Written problem
Scale the listing from the line holding "Could you kindly segment every instance of the european" through the line holding "567 331 L 562", inclusive. Give every line in that range again, requests included, with each coordinate in the answer paths multiplied by 2.4 and rounded to a whole number, halves rounded up.

════════════════

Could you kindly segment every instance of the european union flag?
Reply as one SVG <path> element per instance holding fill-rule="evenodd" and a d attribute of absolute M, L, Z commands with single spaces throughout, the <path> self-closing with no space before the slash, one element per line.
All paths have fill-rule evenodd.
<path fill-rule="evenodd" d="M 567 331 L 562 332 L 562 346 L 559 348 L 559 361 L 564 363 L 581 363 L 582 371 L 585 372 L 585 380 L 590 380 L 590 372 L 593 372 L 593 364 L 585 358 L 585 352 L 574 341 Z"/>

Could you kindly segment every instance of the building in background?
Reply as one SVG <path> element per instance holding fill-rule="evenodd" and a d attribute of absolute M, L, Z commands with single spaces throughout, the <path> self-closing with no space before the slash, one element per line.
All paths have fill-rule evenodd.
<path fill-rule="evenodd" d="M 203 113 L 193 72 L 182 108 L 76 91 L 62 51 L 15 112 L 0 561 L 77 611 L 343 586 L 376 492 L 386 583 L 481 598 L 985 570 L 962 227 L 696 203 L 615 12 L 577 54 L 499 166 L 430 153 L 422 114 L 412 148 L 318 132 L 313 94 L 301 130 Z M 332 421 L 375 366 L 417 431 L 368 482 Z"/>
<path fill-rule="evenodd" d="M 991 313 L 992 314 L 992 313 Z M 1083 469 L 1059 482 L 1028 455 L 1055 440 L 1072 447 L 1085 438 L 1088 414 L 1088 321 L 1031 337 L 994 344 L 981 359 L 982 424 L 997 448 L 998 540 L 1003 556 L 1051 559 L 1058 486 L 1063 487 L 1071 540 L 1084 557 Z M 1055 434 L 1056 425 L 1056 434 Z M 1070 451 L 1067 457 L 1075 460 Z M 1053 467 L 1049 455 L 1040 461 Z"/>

════════════════

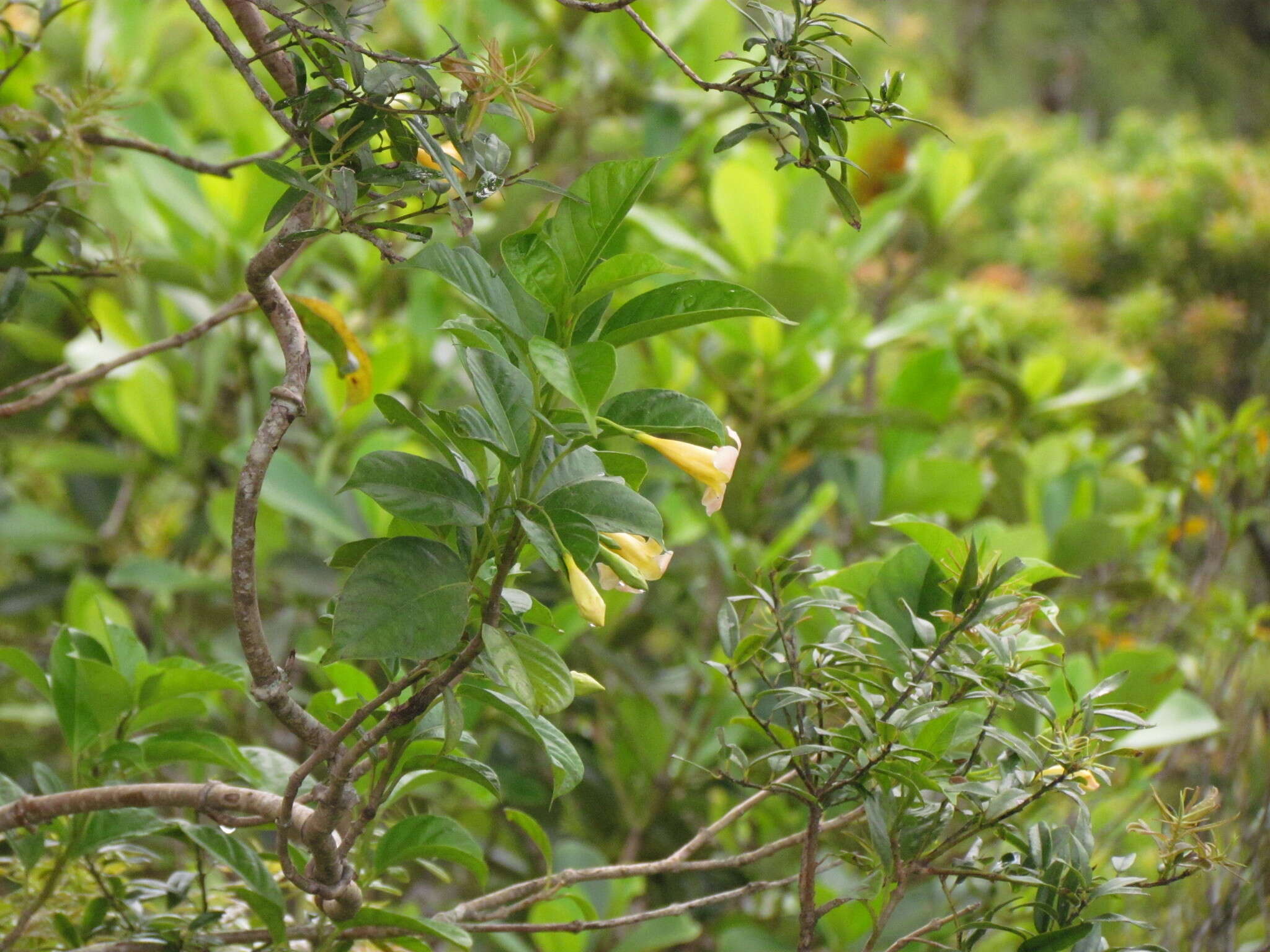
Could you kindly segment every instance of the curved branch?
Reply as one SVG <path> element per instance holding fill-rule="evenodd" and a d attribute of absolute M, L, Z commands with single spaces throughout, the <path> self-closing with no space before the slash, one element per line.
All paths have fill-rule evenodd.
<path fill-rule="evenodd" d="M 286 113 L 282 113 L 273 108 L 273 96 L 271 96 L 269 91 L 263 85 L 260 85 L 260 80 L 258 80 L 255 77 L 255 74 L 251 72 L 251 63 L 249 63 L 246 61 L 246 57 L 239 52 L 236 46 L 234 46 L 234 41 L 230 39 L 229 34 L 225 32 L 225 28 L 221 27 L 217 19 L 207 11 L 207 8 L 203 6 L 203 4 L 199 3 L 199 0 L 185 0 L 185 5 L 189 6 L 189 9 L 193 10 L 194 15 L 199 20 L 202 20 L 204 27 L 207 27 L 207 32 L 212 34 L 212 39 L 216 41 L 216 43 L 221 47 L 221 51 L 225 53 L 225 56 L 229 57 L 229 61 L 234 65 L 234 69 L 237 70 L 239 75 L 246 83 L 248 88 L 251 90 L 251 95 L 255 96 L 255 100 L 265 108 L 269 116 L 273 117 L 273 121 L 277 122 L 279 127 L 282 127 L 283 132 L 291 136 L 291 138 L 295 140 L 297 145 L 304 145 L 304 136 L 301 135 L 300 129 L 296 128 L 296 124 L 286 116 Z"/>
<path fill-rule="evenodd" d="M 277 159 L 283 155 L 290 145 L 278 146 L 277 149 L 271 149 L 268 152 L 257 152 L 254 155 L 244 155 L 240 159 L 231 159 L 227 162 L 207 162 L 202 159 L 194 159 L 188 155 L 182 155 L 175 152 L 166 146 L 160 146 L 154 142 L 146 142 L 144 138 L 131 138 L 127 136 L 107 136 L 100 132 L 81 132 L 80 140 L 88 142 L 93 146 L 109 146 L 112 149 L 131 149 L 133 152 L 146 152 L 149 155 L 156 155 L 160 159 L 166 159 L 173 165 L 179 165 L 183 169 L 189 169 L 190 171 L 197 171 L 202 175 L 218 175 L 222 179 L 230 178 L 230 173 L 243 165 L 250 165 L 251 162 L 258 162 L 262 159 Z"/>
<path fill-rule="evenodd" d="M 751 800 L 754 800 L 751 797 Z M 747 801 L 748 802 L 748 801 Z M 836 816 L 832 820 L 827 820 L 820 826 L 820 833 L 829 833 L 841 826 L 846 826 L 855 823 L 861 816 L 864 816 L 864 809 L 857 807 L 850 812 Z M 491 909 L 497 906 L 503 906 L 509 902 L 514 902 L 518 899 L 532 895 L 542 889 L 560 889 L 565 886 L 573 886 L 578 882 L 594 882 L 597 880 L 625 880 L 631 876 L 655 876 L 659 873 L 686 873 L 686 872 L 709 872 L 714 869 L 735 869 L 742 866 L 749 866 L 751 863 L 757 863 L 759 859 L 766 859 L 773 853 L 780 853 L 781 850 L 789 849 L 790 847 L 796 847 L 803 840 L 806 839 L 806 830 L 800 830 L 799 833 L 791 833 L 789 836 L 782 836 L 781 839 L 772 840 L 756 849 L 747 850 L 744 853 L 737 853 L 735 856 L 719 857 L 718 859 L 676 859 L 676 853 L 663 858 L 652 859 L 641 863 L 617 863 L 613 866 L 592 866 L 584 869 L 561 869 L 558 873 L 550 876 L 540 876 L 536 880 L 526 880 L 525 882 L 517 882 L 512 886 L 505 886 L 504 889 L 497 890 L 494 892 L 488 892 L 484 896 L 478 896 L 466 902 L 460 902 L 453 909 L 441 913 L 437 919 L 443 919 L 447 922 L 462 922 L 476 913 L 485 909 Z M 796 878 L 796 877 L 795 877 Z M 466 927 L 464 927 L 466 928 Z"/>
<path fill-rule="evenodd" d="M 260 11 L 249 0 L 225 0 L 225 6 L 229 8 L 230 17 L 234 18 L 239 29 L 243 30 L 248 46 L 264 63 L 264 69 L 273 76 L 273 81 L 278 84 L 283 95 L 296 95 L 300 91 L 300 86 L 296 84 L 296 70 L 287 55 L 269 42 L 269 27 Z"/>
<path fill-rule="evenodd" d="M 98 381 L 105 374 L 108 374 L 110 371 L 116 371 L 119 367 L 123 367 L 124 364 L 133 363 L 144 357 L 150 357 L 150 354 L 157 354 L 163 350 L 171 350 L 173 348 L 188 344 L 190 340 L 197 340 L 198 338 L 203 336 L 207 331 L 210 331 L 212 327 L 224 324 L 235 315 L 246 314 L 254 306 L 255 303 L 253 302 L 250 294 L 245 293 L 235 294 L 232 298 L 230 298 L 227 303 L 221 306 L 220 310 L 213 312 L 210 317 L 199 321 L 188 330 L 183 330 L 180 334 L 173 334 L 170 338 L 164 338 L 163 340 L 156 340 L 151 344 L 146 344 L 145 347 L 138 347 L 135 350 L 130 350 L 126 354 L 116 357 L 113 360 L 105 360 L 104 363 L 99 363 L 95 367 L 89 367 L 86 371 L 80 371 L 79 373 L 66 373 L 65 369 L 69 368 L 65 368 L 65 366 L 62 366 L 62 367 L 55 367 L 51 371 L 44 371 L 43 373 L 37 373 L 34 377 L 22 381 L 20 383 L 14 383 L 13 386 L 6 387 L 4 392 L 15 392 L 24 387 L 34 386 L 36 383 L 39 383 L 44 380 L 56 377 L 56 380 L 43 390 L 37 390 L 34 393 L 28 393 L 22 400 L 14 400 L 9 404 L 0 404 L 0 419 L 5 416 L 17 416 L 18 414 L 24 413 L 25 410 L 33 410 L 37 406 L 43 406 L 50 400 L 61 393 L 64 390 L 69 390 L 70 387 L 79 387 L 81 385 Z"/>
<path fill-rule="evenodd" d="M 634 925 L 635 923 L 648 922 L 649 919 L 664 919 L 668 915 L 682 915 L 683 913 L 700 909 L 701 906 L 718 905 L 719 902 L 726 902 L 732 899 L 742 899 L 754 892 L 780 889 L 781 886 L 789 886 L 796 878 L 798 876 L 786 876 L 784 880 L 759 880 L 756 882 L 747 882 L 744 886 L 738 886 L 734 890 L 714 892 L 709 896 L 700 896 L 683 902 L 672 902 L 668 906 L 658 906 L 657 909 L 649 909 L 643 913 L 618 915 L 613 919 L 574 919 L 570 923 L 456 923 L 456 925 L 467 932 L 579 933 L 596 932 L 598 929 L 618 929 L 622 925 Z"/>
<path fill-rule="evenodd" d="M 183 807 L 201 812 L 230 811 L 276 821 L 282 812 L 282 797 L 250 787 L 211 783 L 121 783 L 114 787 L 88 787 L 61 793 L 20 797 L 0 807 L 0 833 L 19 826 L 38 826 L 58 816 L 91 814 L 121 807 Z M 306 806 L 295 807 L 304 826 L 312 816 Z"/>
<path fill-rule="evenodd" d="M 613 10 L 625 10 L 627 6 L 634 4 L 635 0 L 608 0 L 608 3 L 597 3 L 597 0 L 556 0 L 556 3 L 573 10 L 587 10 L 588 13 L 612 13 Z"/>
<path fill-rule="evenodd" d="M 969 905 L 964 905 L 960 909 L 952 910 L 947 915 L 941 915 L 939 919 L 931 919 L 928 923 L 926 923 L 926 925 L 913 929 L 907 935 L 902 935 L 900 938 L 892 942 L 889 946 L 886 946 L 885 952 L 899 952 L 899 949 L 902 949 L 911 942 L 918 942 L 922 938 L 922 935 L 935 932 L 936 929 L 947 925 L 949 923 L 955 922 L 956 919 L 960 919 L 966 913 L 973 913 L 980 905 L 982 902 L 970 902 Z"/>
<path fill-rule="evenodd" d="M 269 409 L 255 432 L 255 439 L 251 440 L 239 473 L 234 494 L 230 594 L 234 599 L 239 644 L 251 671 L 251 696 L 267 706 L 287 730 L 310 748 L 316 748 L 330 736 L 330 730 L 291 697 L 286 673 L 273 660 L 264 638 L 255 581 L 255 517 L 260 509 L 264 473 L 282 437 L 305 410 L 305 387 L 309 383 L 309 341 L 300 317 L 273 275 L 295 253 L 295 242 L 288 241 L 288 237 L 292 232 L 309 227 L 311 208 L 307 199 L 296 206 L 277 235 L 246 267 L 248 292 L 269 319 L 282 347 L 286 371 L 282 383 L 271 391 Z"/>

════════════════

Full output
Could you kindly segment every instance of the european union flag?
Reply as one SVG <path> element per instance holding fill-rule="evenodd" and a d attribute of absolute M, L, Z commands with single spaces throughout, the <path> self-closing with no space before the slash, one element per line.
All paths have fill-rule evenodd.
<path fill-rule="evenodd" d="M 1361 794 L 1349 797 L 1349 830 L 1342 835 L 1342 866 L 1354 871 L 1394 871 L 1397 890 L 1404 893 L 1404 912 L 1416 912 L 1416 893 L 1423 893 L 1423 874 L 1404 859 L 1404 845 L 1378 818 Z"/>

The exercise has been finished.